Input data below:

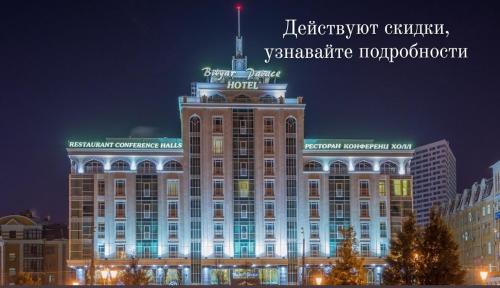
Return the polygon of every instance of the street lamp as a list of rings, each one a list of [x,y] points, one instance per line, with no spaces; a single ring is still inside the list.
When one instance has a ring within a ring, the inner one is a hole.
[[[483,283],[486,284],[486,279],[488,278],[488,271],[479,272],[479,276],[481,277],[481,280],[483,280]]]
[[[316,278],[314,278],[314,280],[316,281],[316,285],[318,285],[318,286],[319,286],[319,285],[321,285],[321,282],[323,281],[323,278],[321,278],[321,277],[316,277]]]

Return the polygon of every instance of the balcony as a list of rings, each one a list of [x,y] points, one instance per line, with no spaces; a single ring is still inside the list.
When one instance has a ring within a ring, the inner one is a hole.
[[[224,218],[224,211],[222,211],[222,210],[215,210],[214,211],[214,218]]]
[[[319,211],[318,210],[311,210],[309,212],[309,218],[319,218]]]
[[[177,210],[170,210],[168,212],[168,218],[177,218],[177,217],[179,217],[178,213],[177,213]]]
[[[271,211],[271,210],[265,211],[264,218],[266,218],[266,219],[269,219],[269,218],[274,219],[274,211]]]

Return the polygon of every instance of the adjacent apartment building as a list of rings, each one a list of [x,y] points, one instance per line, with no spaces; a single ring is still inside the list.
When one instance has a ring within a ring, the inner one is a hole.
[[[413,208],[417,224],[429,222],[430,209],[441,206],[457,192],[456,160],[446,140],[415,148],[411,161]]]
[[[481,271],[488,272],[489,284],[500,284],[498,256],[498,189],[500,162],[492,166],[493,177],[475,182],[445,206],[443,214],[459,245],[460,262],[467,271],[466,284],[484,284]],[[495,176],[496,175],[496,176]],[[497,183],[495,184],[495,181]]]
[[[67,284],[67,239],[44,237],[44,226],[22,215],[0,218],[0,285],[22,275],[46,285]]]
[[[412,211],[412,145],[305,138],[304,99],[247,67],[242,41],[179,97],[180,138],[68,141],[75,281],[134,258],[156,284],[297,284],[331,268],[353,226],[381,282]]]

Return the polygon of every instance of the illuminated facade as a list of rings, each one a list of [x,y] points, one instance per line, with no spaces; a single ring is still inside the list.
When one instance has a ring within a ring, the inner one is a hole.
[[[294,284],[303,256],[307,278],[334,264],[349,225],[380,283],[412,210],[411,145],[304,139],[302,97],[242,47],[238,35],[231,70],[203,69],[179,97],[182,138],[68,143],[80,283],[94,254],[97,269],[135,257],[159,284]]]

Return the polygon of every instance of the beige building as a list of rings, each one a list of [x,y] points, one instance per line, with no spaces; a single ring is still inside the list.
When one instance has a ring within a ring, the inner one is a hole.
[[[44,239],[43,225],[21,215],[1,217],[0,233],[0,284],[15,284],[22,273],[41,284],[68,284],[66,239]]]
[[[444,207],[446,221],[459,245],[466,284],[482,284],[481,271],[490,280],[498,271],[493,179],[482,179],[455,196]]]

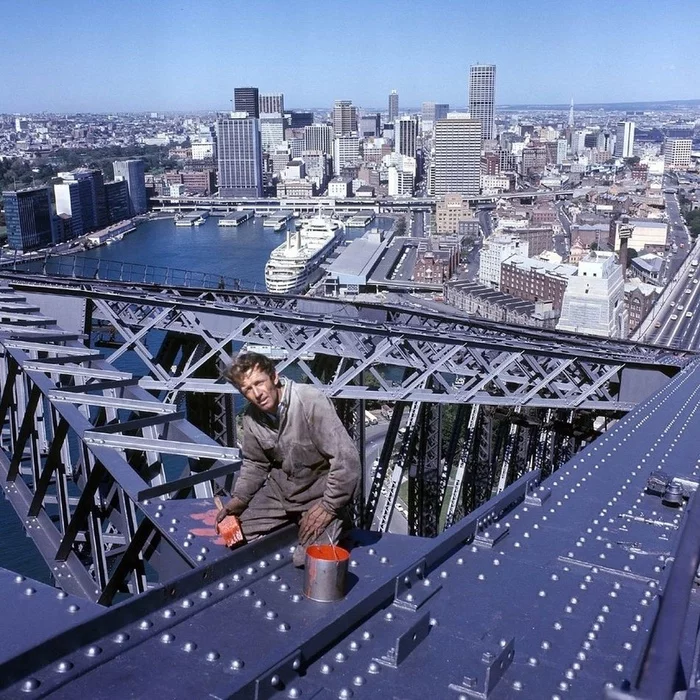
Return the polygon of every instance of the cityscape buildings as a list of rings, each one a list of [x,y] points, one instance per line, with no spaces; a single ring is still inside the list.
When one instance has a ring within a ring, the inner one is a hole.
[[[351,100],[335,101],[332,125],[336,136],[347,136],[357,131],[357,107]]]
[[[284,115],[284,94],[281,92],[271,92],[260,95],[259,98],[259,113],[260,114],[275,114],[277,116]]]
[[[126,180],[129,190],[129,210],[132,215],[145,214],[148,211],[146,198],[145,164],[138,158],[115,160],[114,179]]]
[[[394,122],[394,143],[397,153],[411,158],[416,157],[418,122],[414,117],[401,117]]]
[[[495,137],[496,66],[469,68],[469,116],[481,124],[482,139]]]
[[[666,139],[664,141],[664,168],[666,170],[686,170],[690,167],[692,150],[692,139]]]
[[[434,194],[479,194],[481,122],[452,112],[435,125]]]
[[[217,119],[216,142],[219,193],[224,197],[262,197],[259,120],[247,112],[233,112],[228,118]]]
[[[396,90],[392,90],[389,93],[389,119],[388,121],[394,122],[399,116],[399,93]]]
[[[328,124],[312,124],[304,127],[304,150],[333,153],[333,127]]]
[[[634,122],[617,123],[615,133],[615,157],[631,158],[634,155]]]
[[[7,240],[15,250],[27,251],[51,243],[53,225],[48,187],[3,192]]]
[[[260,116],[260,97],[256,87],[239,87],[233,90],[234,112],[247,112],[249,117]]]

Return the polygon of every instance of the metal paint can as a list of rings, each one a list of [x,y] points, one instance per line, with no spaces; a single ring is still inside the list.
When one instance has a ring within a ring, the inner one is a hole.
[[[334,544],[312,544],[306,548],[304,595],[319,603],[345,597],[345,579],[350,552]]]

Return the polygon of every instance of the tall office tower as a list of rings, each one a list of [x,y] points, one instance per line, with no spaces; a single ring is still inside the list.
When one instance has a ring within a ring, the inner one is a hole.
[[[72,237],[82,236],[92,226],[83,221],[83,207],[80,196],[80,182],[77,180],[64,180],[53,186],[56,200],[56,213],[61,216],[70,216]]]
[[[574,98],[571,98],[571,107],[569,107],[569,129],[574,128]]]
[[[249,117],[260,116],[260,97],[256,87],[240,87],[233,90],[233,109],[235,112],[248,112]]]
[[[328,124],[312,124],[304,127],[304,150],[333,154],[333,127]]]
[[[268,153],[284,141],[284,117],[281,114],[272,112],[260,115],[260,141],[263,151]]]
[[[399,93],[396,90],[392,90],[389,93],[389,119],[387,121],[393,122],[398,119],[399,116]]]
[[[448,114],[435,124],[435,195],[479,194],[481,122],[464,114]]]
[[[311,126],[314,123],[313,112],[289,112],[285,114],[292,129],[301,129],[304,126]]]
[[[48,187],[3,192],[7,240],[15,250],[32,250],[51,243],[51,197]]]
[[[368,136],[379,136],[381,126],[380,114],[363,115],[360,119],[360,138],[366,139]]]
[[[216,122],[219,193],[222,197],[262,197],[260,124],[245,112]]]
[[[357,136],[337,136],[333,141],[333,173],[354,168],[360,161],[360,141]]]
[[[280,117],[284,114],[284,94],[272,92],[267,95],[260,95],[260,114],[275,114]]]
[[[138,158],[115,160],[114,179],[126,180],[129,188],[129,209],[131,216],[145,214],[148,211],[146,197],[145,163]]]
[[[107,203],[105,200],[105,185],[102,171],[78,168],[71,172],[58,173],[58,177],[60,177],[63,182],[74,182],[77,184],[79,194],[73,194],[72,197],[74,205],[76,197],[78,197],[77,201],[80,203],[81,213],[79,214],[79,218],[82,219],[82,222],[75,222],[79,230],[86,233],[105,227],[107,225]],[[68,200],[65,199],[67,191],[60,191],[62,197],[61,201],[67,202]],[[76,216],[75,212],[70,211],[71,207],[67,204],[66,206],[69,208],[60,210],[57,213],[67,214],[71,217]]]
[[[108,223],[129,218],[129,184],[126,180],[105,182],[105,199]]]
[[[469,116],[481,123],[482,139],[496,136],[496,66],[475,65],[469,68]]]
[[[435,128],[435,123],[447,117],[450,111],[448,104],[424,102],[421,108],[421,131],[425,134]]]
[[[357,107],[353,107],[351,100],[336,100],[332,122],[336,136],[352,134],[357,131]]]
[[[634,155],[634,122],[618,122],[615,133],[615,157],[631,158]]]
[[[394,150],[403,156],[416,157],[418,122],[414,117],[401,117],[394,122]]]
[[[693,139],[666,139],[664,141],[664,169],[687,170],[690,167],[690,152]]]
[[[557,165],[561,165],[566,160],[566,139],[557,139]]]

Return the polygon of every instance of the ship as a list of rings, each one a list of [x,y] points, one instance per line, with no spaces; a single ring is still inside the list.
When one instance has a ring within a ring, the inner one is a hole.
[[[268,292],[300,294],[321,274],[321,263],[342,243],[342,224],[318,214],[303,222],[298,231],[287,231],[265,265]]]

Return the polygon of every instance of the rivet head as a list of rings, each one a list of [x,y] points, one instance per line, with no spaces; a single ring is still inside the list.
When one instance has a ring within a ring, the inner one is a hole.
[[[279,685],[279,684],[280,684],[280,677],[277,674],[275,674],[274,676],[272,676],[272,678],[270,678],[270,685]]]
[[[185,598],[180,605],[182,605],[183,608],[191,608],[193,603],[189,598]]]
[[[219,658],[218,651],[210,651],[207,653],[207,661],[216,661]]]
[[[336,661],[339,661],[340,663],[343,663],[343,661],[345,661],[345,654],[343,654],[342,651],[339,651],[339,652],[335,655],[335,660],[336,660]]]
[[[59,661],[56,664],[57,673],[68,673],[73,668],[73,664],[70,661]]]
[[[169,632],[166,632],[165,634],[161,634],[161,636],[160,636],[160,641],[163,642],[163,644],[171,644],[174,639],[175,639],[175,635],[170,634]]]
[[[286,622],[280,622],[280,624],[277,625],[277,629],[280,632],[287,632],[289,630],[289,625]]]
[[[58,598],[59,600],[63,600],[67,596],[68,594],[65,591],[59,591],[58,593],[56,593],[56,598]]]
[[[350,650],[351,651],[357,651],[360,648],[360,645],[357,642],[350,642]]]
[[[117,644],[124,644],[124,642],[129,641],[129,635],[126,634],[125,632],[119,632],[119,634],[114,635],[114,641]]]
[[[340,700],[347,700],[348,698],[351,698],[354,695],[352,690],[350,688],[341,688],[340,692],[338,693],[338,697]]]
[[[367,670],[370,673],[379,673],[380,669],[381,667],[376,661],[372,661],[372,663],[370,663],[370,665],[367,667]]]
[[[153,623],[150,620],[141,620],[141,622],[139,622],[139,629],[142,629],[142,630],[147,630],[152,626],[153,626]]]
[[[234,671],[240,671],[243,668],[243,666],[243,661],[241,661],[240,659],[234,659],[233,661],[231,661],[231,668]]]
[[[327,676],[329,673],[332,673],[332,672],[333,672],[333,666],[331,666],[330,664],[323,664],[323,666],[321,666],[321,673],[323,673],[324,675]]]
[[[182,645],[182,650],[187,651],[187,652],[194,651],[196,648],[197,648],[197,645],[194,642],[185,642]]]
[[[71,605],[68,606],[69,613],[77,613],[78,610],[80,610],[80,606],[76,605],[75,603],[72,603]]]
[[[301,697],[301,692],[298,688],[290,688],[287,697],[292,699]]]
[[[98,656],[99,654],[102,653],[102,649],[100,647],[98,647],[97,645],[93,644],[91,647],[88,647],[88,649],[85,653],[88,656],[95,657],[95,656]]]
[[[384,619],[391,622],[394,619],[394,613],[388,612],[386,615],[384,615]]]
[[[362,633],[362,639],[364,639],[365,641],[368,640],[368,639],[372,639],[372,633],[369,632],[369,631],[363,632],[363,633]]]
[[[276,613],[274,610],[268,610],[268,611],[265,613],[265,617],[266,617],[268,620],[274,620],[274,619],[277,617],[277,613]]]
[[[167,610],[163,610],[163,617],[174,617],[174,616],[175,616],[174,610],[170,610],[170,608],[168,608]]]
[[[36,690],[40,685],[36,678],[27,678],[27,680],[22,683],[22,690],[25,693],[31,693],[32,690]]]
[[[24,595],[34,595],[36,593],[36,588],[32,588],[31,586],[29,588],[24,589]]]
[[[352,679],[352,684],[353,684],[353,685],[358,685],[358,686],[359,686],[359,685],[364,685],[364,684],[365,684],[365,679],[364,679],[363,676],[355,676],[355,677]]]

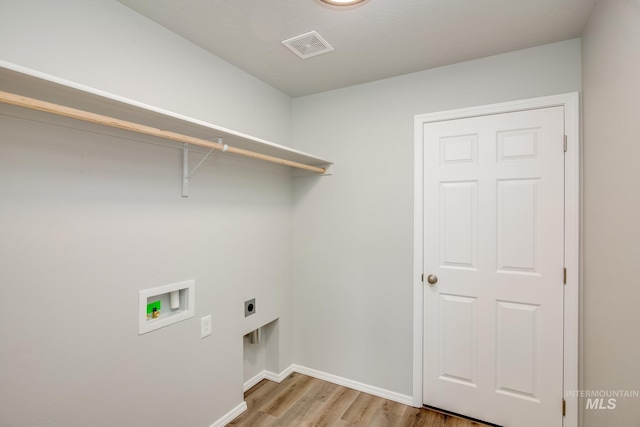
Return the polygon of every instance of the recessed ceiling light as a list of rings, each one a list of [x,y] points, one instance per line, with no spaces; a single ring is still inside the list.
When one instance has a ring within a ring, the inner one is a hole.
[[[362,3],[365,0],[322,0],[333,6],[351,6],[352,4]]]

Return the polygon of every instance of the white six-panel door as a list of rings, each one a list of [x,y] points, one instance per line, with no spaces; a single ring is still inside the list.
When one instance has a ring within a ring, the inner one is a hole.
[[[424,125],[425,405],[562,425],[563,114]]]

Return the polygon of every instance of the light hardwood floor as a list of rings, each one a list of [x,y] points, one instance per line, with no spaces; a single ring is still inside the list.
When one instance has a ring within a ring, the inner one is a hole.
[[[263,380],[245,393],[248,410],[229,426],[470,427],[473,421],[361,393],[294,373]]]

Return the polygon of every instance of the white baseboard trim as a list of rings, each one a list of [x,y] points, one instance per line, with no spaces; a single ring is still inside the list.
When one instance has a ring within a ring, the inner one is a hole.
[[[241,404],[239,404],[238,406],[233,408],[231,411],[229,411],[227,414],[225,414],[218,421],[216,421],[215,423],[211,424],[210,427],[224,427],[227,424],[229,424],[231,421],[233,421],[238,415],[242,414],[246,410],[247,410],[247,403],[243,401]]]
[[[337,375],[327,374],[326,372],[317,371],[311,368],[305,368],[300,365],[292,365],[290,368],[293,372],[298,372],[303,375],[318,378],[323,381],[328,381],[333,384],[338,384],[344,387],[348,387],[363,393],[372,394],[374,396],[382,397],[383,399],[393,400],[394,402],[402,403],[404,405],[413,406],[413,397],[404,394],[396,393],[393,391],[385,390],[383,388],[374,387],[368,384],[363,384],[358,381],[349,380],[339,377]]]
[[[254,385],[258,384],[260,381],[262,381],[265,378],[267,378],[267,371],[259,372],[258,375],[256,375],[255,377],[251,378],[250,380],[247,380],[242,385],[242,392],[246,393],[247,390],[249,390]]]
[[[287,369],[285,369],[284,371],[280,372],[279,374],[276,374],[274,372],[269,372],[269,371],[265,371],[265,378],[271,381],[275,381],[278,384],[281,383],[285,378],[287,378],[289,375],[291,375],[293,373],[293,367],[295,365],[291,365],[289,366]]]
[[[276,374],[275,372],[264,370],[264,371],[258,373],[258,375],[256,375],[255,377],[247,380],[242,385],[242,391],[246,392],[251,387],[253,387],[254,385],[258,384],[260,381],[262,381],[264,379],[267,379],[267,380],[270,380],[270,381],[275,381],[275,382],[277,382],[279,384],[279,383],[282,382],[282,380],[284,380],[285,378],[287,378],[289,375],[291,375],[293,373],[293,366],[294,365],[289,366],[287,369],[285,369],[284,371],[280,372],[279,374]]]

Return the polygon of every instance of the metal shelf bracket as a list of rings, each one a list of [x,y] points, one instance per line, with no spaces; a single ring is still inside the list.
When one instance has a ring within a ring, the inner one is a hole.
[[[218,144],[222,144],[222,138],[217,138]],[[193,176],[200,165],[213,153],[213,148],[198,162],[198,164],[189,172],[189,144],[182,144],[182,197],[189,197],[189,178]],[[223,152],[227,151],[227,144],[224,144]]]

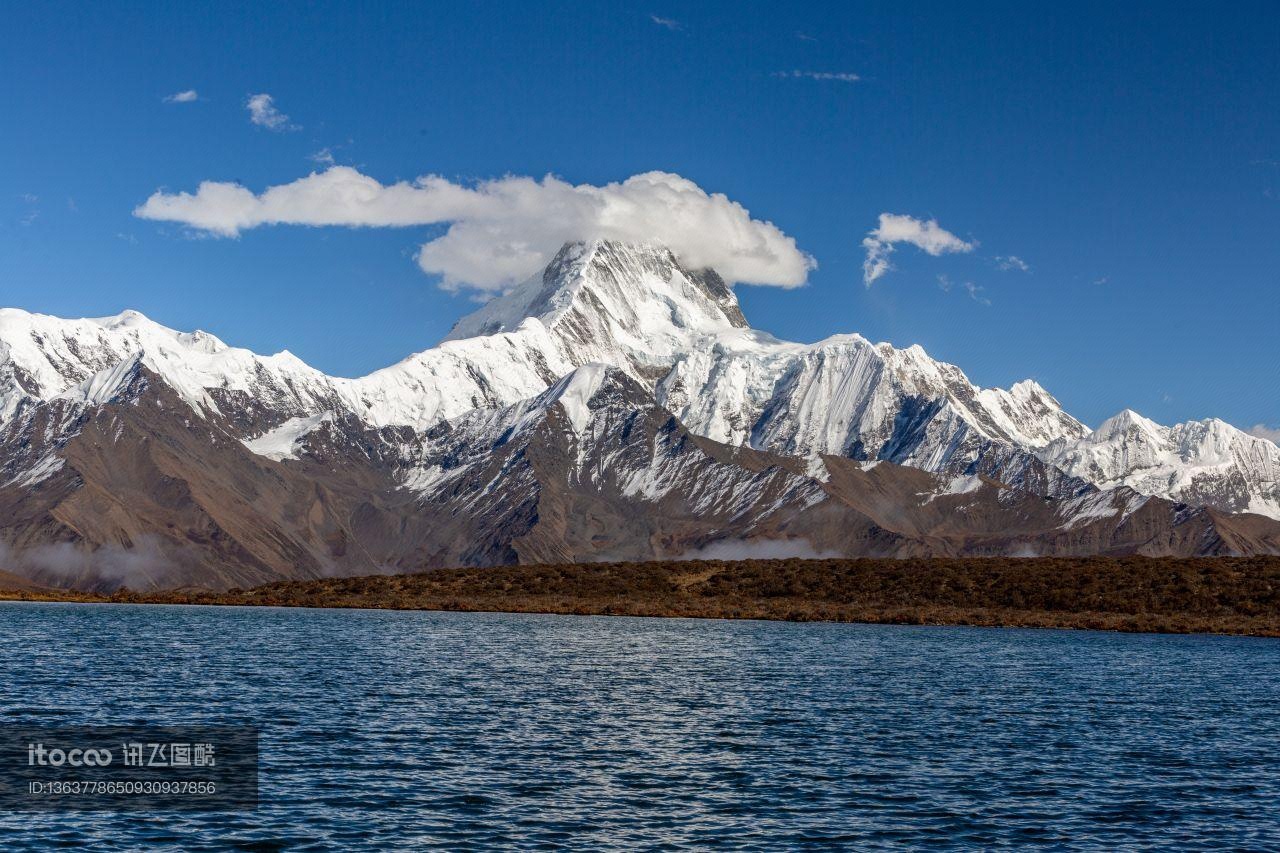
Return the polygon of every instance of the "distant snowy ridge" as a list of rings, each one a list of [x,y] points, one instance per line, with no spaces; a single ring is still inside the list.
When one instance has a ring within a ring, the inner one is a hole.
[[[1040,456],[1104,489],[1280,518],[1280,448],[1216,418],[1165,427],[1126,409]]]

End of Input data.

Your task:
Report back each line of the entries that holds the string "light".

Finished exercise:
Return the polygon of every instance of the recessed ceiling light as a list of rings, each one a list of [x,y] points, one instance per line, with no spaces; a single ring is still inside the list.
Return the polygon of every instance of the light hardwood floor as a list of rings, each one a list of [x,y] points, one instance per line, with no spaces; a single ring is still inside the list.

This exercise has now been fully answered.